* What the task requires
Can you reproduce, word for word, everything in the Lunar motorhome thread below from "Hi, Most Lunar" down to "their caravan factory."?

--- begin Extracted text ---

# lunar motorhomes



## balabosun (Nov 7, 2008)

hi. went to have a look today at a lunar goldstar 620 2007 motorhome 
with a view to buying. now i have read that lunar are not producing
motorhomes and spare parts are not readily available. it has dampend my enthusiasum somewhat. any advice appreciated. thanks


----------



## mike800966 (May 1, 2005)

*Lunar*

As far as I know Lunar never did produce them, ours is a lunar badged Homecar built 2005.as we have explained before.

Most of the parts are industry standard. I supppose it all depends on how handy you are and the all important price.

We remain delighted with ours

Mike & Ann


----------



## lafree (Dec 31, 2007)

Hi, Most Lunar MH's were made by Home-car in Belgium, Home-car are no more so spares may be a problem we have a HC on a 57 plate and have found it impossible to even get a spare hab door key Lunar were no help so beware.
Lafree


----------



## Murano (Mar 22, 2006)

As you say Lunar are no longer producing motorhomes, but they did make all the 'star' models at Preston Lancs in their caravan factory. 
Don't know for certain about the goldstar but the Telstar, fivestar, xstar and roadstar were produced there.


----------



## vicdicdoc (May 14, 2005)

I had a NEW Lunar m/home . . . changed it to a secondhand Hymer-the Lunar build quality was nothing compaired to this (older) van


----------



## cabby (May 14, 2005)

did I not read that some of the Lunar roadstars had problems with the side panels seperating some time ago, not that it matters now as they no longer produce motorhomes.Do they still make caravans.

cabby


----------



## mike800966 (May 1, 2005)

*Lunar*

Thats why our Champ 621 has an H in front as it was built bu Homecar! Those others were obviously not.

Mike


----------



## ubuntu1 (Jan 14, 2008)

*lunar/homecar*

Lunar and Homecar are put together with standard parts. Its only really manufacturer specific parts that can be a problem. These include body mouldings but they can be remoulded.

re the comment about door locks/keys, these come from a very small number of suppliers and it is possible to put in new barrels and get new keys. The dealers aren't always interested so call an independent engineer.


----------

--- end Extracted text ---
--- begin Provided data ---

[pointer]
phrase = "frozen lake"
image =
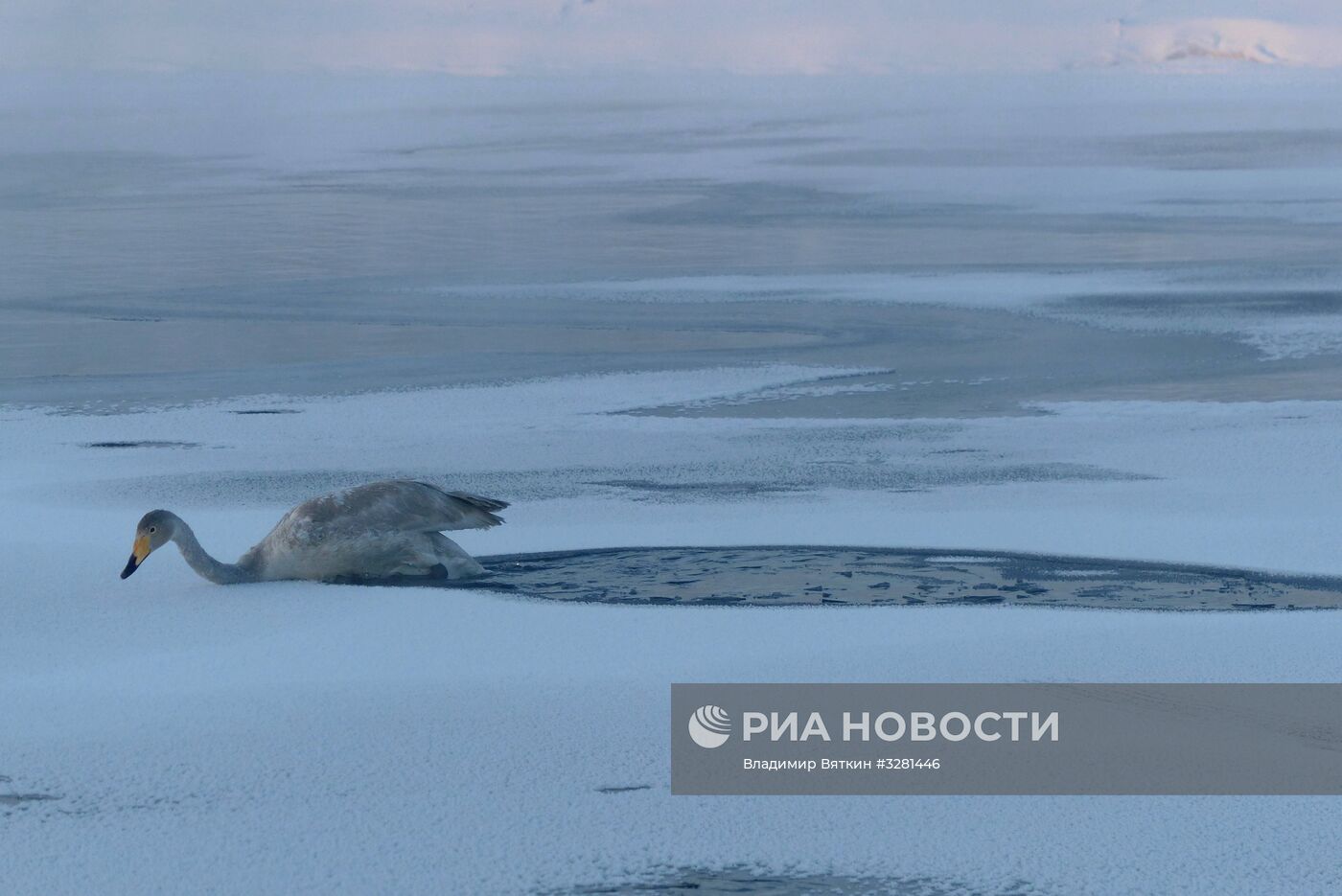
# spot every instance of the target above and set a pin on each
(980, 317)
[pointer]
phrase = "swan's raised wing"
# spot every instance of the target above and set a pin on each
(392, 506)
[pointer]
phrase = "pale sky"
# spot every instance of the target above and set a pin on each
(745, 36)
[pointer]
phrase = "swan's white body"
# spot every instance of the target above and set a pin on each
(384, 529)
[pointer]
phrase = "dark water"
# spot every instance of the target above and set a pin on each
(741, 880)
(791, 576)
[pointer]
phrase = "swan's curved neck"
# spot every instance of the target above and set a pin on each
(205, 564)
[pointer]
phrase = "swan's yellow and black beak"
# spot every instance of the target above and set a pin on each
(137, 556)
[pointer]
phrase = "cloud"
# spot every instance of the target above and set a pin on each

--- end Provided data ---

* The answer
Hi, Most Lunar MH's were made by Home-car in Belgium, Home-car are no more so spares may be a problem we have a HC on a 57 plate and have found it impossible to even get a spare hab door key Lunar were no help so beware.
Lafree


----------



## Murano (Mar 22, 2006)

As you say Lunar are no longer producing motorhomes, but they did make all the 'star' models at Preston Lancs in their caravan factory.